Set down all of the entries below word for word, with the pictures left out.

Records from a collection:
>>>>
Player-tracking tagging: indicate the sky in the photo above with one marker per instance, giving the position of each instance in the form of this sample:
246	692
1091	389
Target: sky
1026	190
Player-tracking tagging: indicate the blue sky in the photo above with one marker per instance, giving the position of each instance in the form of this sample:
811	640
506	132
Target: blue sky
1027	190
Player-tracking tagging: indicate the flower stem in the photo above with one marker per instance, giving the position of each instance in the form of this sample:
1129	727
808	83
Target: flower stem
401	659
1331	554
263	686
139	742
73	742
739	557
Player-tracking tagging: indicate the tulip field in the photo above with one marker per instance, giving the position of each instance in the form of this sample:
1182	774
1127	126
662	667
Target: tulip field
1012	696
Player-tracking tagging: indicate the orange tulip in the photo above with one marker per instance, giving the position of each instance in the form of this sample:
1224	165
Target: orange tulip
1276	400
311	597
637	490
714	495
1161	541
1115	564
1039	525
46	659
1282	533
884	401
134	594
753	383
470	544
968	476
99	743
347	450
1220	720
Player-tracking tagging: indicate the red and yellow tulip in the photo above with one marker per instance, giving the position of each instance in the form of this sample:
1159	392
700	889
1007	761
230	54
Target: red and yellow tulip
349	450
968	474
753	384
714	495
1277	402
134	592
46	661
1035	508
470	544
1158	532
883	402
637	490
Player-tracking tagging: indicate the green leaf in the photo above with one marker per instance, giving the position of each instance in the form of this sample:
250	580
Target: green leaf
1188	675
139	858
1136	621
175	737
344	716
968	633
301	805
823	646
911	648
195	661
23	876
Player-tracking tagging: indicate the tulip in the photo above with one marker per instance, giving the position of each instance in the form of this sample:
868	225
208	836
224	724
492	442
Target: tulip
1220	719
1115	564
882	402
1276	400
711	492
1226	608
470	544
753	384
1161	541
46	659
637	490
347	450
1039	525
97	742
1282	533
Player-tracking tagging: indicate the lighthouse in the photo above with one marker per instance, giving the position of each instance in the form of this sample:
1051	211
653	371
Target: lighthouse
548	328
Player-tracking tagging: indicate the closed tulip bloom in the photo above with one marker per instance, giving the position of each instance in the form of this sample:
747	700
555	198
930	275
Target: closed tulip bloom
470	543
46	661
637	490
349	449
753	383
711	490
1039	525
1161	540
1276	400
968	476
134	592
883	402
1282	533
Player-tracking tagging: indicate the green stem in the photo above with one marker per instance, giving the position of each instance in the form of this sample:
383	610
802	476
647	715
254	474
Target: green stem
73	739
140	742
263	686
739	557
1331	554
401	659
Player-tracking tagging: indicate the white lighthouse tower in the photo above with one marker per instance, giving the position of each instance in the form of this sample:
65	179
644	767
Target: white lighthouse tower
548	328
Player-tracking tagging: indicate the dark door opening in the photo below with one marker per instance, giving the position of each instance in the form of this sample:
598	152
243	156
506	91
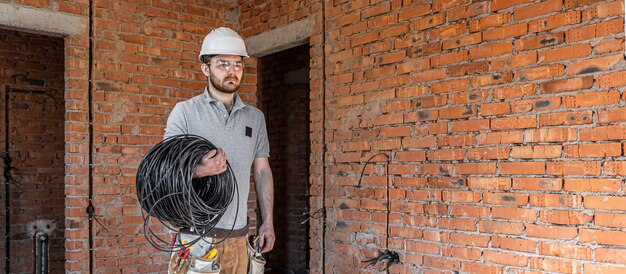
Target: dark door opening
33	152
284	98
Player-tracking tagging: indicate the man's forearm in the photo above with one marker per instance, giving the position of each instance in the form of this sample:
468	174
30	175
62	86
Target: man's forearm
265	192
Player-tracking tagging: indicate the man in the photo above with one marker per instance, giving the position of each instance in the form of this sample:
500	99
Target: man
239	131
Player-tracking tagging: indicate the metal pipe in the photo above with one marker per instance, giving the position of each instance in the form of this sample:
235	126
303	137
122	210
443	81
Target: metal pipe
41	253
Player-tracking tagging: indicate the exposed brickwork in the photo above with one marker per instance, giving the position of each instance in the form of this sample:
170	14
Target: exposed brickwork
504	121
283	97
33	62
504	106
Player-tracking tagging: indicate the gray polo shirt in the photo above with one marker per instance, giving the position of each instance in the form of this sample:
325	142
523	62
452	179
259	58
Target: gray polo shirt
242	135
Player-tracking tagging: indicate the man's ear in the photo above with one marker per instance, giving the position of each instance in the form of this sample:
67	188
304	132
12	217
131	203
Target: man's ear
205	69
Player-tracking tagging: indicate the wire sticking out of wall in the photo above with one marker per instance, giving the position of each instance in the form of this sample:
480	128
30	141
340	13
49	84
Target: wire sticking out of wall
167	190
391	257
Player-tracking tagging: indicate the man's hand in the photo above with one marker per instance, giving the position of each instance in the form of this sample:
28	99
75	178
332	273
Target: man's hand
212	163
266	237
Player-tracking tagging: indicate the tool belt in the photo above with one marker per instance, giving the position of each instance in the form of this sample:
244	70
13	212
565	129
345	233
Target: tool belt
201	257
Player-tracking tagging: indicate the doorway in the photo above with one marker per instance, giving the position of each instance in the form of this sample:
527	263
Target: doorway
33	151
284	98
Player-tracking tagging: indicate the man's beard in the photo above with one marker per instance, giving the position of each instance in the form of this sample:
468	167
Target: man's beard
221	87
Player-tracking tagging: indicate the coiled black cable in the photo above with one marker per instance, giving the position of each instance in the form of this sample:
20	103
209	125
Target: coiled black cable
167	190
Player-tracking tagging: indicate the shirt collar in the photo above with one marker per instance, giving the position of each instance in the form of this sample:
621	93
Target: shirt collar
238	102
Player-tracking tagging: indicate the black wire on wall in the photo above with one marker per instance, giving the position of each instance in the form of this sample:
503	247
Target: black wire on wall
90	208
168	192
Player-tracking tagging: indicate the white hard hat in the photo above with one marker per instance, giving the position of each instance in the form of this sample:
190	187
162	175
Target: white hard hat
223	41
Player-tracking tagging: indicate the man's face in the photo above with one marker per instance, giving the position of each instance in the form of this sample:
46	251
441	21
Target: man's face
225	72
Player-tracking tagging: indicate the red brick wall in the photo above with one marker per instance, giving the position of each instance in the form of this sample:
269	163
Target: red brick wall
504	120
284	100
36	200
505	124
<<<<
**Reply:**
Player-tracking tagging: indicate the sky in the photo above with one marker per instance, giving the position of each instance in the form of this sample:
246	692
1091	389
Target: sky
1026	190
Player-tracking tagging: indicate the blue sky in the photo above with one marker per instance, giving the position of each instance in the form of this sample:
811	640
506	132
Target: blue sky
1027	190
Player-tracking tagging: indicate the flower stem in the photo above with one marker per instance, giving the position of each instance in the form of this sample:
1129	727
808	83
Target: flower stem
401	659
1331	554
263	686
139	742
73	742
739	557
Player-tracking tagging: indicate the tulip field in the photo above with one marker per instance, giving the position of each instance in the form of this sample:
1182	774
1127	126
662	667
Target: tulip field
1012	696
Player-tracking tagging: indicate the orange tulip in the photo above with one marker per instance, giving the position of each instance in the form of this sample:
1224	165
Target: orange tulip
1276	400
311	597
637	490
714	495
1161	541
1115	564
1039	525
46	659
1282	533
884	401
134	594
753	383
470	544
968	476
99	743
347	450
1220	720
Player-tracking tagging: indicate the red and yellow tulip in the photo above with one marker per instance, giving the position of each instance in the form of this sample:
1159	392
700	889
1007	761
230	54
Target: red and yellow tulip
349	450
968	474
753	384
714	495
1277	402
134	592
46	661
1035	508
470	544
1158	532
883	402
637	490
Player-tracking tagging: indicate the green leaf in the photo above with one marker per instance, giving the position of each instance in the form of this sample:
250	580
Target: green leaf
1188	675
139	858
1136	621
175	737
344	716
968	633
301	805
823	646
911	648
195	661
23	876
Player-tracking tagging: indicate the tulip in the photo above with one marker per instance, giving the position of each instance in the form of this sample:
868	225
208	836
224	724
492	442
Target: tulip
1220	719
1115	564
882	402
1276	400
711	492
1226	608
470	544
753	384
1161	541
46	659
637	490
347	450
1039	525
97	742
1282	533
Player-tracking tagging: indicate the lighthouse in the photo above with one marker per instance, giving the position of each instance in the form of this sample:
1051	211
653	371
Target: lighthouse
548	328
Player-tracking tagging: indicate the closed tulip bloom in the photo above with one marker per instance, giving the position of each instance in the form of this sample:
747	700
555	198
930	275
Target: closed tulip bloom
470	543
46	661
637	490
349	449
753	383
711	490
1039	525
1161	540
1276	400
968	476
134	592
883	402
1282	533
Player-tracking tagging: indicate the green stem in the photo above with one marker per instance, giving the position of each instance in the form of this sample:
383	610
802	476
647	715
254	474
Target: green stem
73	739
140	742
263	686
739	557
1331	554
401	659
Player-tracking tagging: indicate the white lighthouse tower in the photo above with one marker per instance, giving the position of each instance in the form of this sample:
65	179
644	767
Target: white lighthouse tower
548	328
Player-tracking tagging: indicate the dark door opening in the photo below with one marker per instance, giving the position of each instance in the form of this sample:
598	152
243	156
506	91
Target: dark door opening
33	152
284	98
Player-tracking tagging: indicate the man's forearm in the photo above with one marker per instance, giving the position of each instance in the form of this sample:
468	174
30	175
62	86
Target: man's forearm
265	192
Player-tracking tagging: indicate the man in the photo above with one marker per instance, giving the position of each instance in the form of this sample:
500	99
Target: man
239	131
Player-tracking tagging: indicate the metal pipe in the photo above with one marker per instance, giving the position of each instance in the form of this sample:
235	126
303	137
122	210
443	81
Target: metal pipe
41	253
Player-tracking tagging: indicate the exposed brickwork in the photo above with one marker per instance, giving the position of each instance in the form of this sample:
170	14
Target: exposed brickwork
504	121
283	97
33	62
504	106
Player-tracking tagging: indicate the gray polo shirt in the photo above with one marker per instance, giving the position of each instance in the form of this sample:
325	142
523	62
452	179
259	58
Target: gray polo shirt
242	135
Player-tracking tagging: indicate the man's ear in the photo above with one marker per instance, giving the position of each instance in the form of this sample:
67	188
304	132
12	217
131	203
Target: man's ear
205	69
Player-tracking tagging: indicate the wire sticking out of wall in the photo above with one marker per instance, giving the position of each instance in the form of this sample:
480	128
30	141
340	13
49	84
Target: wire sticking out of wall
167	190
391	257
Player-tracking tagging: indicate the man's hand in the photo above with one marker per instance, giving the position of each instance in the form of this sample:
28	99
75	178
332	273
Target: man's hand
212	163
266	237
Player-tracking tagging: indicate the tool belt in the photo above with one marker per instance, giving the position of each instance in the form of this sample:
244	70
13	212
565	129
345	233
Target: tool belt
201	257
Player-tracking tagging: indicate the doorway in the photo above with one marker per instance, giving the position of each instance in the form of this sample:
527	263
Target: doorway
33	151
284	98
Player-tracking tagging: indicate the man's beard in the photo above with one marker per instance, giving the position of each instance in the form of this sample:
468	167
Target: man's beard
221	87
Player-tracking tagging: indicate the coiled black cable in the photo above with one marker per instance, giving the position of each instance in the form of this sample:
20	103
209	125
Target: coiled black cable
167	190
Player-tracking tagging: indicate the shirt collar in the photo above with one marker per instance, giving the position of each instance in the form of this sample:
621	93
Target: shirt collar
238	102
Player-tracking tagging: indicate the black wire on wall in the photo above with one marker per instance, giving the position of each instance in the form of this sample:
503	247
Target: black wire on wall
90	208
168	192
Player-tracking tagging: indicate the white hard hat in the photo above with one marker per instance, giving the position of each instance in the form of this sample:
190	187
162	175
Target: white hard hat
223	41
Player-tracking tagging: indicate the man's face in the photo above with one marker per instance, giving the position of each instance in the form of this sample:
46	251
441	21
Target: man's face
225	72
Player-tracking tagging: indicate the red brick wall in the photo above with one marker per instance, giving the position of each instance in the form of this sample:
269	163
Target: red brick wall
504	120
284	100
36	200
505	124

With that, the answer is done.